Task to carry out - Copy every line of the material below, changing nothing.
***
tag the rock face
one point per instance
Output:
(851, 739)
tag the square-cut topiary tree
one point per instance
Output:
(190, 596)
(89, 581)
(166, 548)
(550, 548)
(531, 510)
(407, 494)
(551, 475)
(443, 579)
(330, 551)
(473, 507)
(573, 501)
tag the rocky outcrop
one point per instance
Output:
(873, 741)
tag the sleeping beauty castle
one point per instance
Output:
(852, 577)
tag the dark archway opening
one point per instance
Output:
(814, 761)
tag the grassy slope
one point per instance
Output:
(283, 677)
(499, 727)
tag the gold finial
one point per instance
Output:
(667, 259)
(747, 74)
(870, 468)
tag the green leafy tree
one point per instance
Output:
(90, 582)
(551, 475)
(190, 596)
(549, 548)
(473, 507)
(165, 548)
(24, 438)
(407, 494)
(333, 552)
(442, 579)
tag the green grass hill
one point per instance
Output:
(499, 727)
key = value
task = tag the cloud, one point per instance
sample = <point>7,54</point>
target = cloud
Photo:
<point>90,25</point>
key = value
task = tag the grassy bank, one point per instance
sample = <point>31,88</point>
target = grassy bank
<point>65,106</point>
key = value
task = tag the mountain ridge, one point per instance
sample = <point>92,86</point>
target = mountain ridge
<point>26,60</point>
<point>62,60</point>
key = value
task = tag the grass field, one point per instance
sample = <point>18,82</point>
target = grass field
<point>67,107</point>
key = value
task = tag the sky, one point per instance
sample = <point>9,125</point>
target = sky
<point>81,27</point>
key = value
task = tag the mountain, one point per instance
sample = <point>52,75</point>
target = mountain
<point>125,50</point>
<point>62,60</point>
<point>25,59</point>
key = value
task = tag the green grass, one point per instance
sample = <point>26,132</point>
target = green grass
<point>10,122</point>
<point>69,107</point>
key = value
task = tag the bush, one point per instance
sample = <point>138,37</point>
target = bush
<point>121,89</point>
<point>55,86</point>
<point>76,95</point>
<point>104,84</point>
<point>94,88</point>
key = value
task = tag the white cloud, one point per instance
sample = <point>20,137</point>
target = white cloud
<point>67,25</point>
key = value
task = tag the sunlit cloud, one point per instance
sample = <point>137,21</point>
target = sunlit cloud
***
Expected answer -
tag the rock face
one point per instance
Output:
(851, 739)
tag the square-cut topiary tree
one point per instance
Output:
(190, 596)
(89, 581)
(166, 548)
(550, 548)
(531, 510)
(407, 494)
(551, 475)
(443, 579)
(330, 551)
(473, 507)
(573, 501)
tag the rocky outcrop
one point per instance
Output:
(873, 741)
tag the sleeping beauty castle
one point per instance
Output:
(852, 577)
tag the dark archway opening
one point per instance
Output:
(814, 761)
tag the grassy slope
one point per instance
Output:
(283, 677)
(499, 727)
tag the gold finial
one point per instance
Output:
(667, 259)
(747, 74)
(870, 468)
tag the green leafy tree
one point per instance
Output:
(90, 582)
(551, 475)
(190, 596)
(549, 548)
(473, 507)
(165, 548)
(24, 438)
(407, 494)
(333, 552)
(442, 579)
tag the green grass hill
one point per instance
Output:
(499, 727)
key = value
task = tag the cloud, one point per instance
sample = <point>7,54</point>
target = cloud
Photo:
<point>90,25</point>
key = value
task = tag the grassy bank, one point per instance
sample = <point>31,88</point>
target = grassy bank
<point>65,106</point>
key = value
task = tag the mountain ridge, one point per instance
sample = <point>92,86</point>
target = mountain ridge
<point>26,60</point>
<point>62,60</point>
key = value
task = tag the grass field, one point per instance
sample = <point>18,82</point>
target = grass field
<point>67,107</point>
key = value
task = tag the sky, one point per instance
sample = <point>9,125</point>
target = sky
<point>81,27</point>
key = value
task = tag the mountain, one point per instance
sample = <point>52,75</point>
target = mountain
<point>125,50</point>
<point>62,60</point>
<point>25,59</point>
key = value
task = tag the green grass, one point per instance
sample = <point>26,132</point>
target = green grass
<point>10,122</point>
<point>69,107</point>
key = value
task = tag the bush, one point per instance
sample = <point>138,37</point>
target = bush
<point>121,89</point>
<point>55,86</point>
<point>76,95</point>
<point>104,84</point>
<point>94,88</point>
key = value
task = tag the white cloud, one point per instance
sample = <point>20,137</point>
target = white cloud
<point>67,25</point>
key = value
task = tag the sunlit cloud, one point per instance
sample = <point>137,21</point>
target = sunlit cloud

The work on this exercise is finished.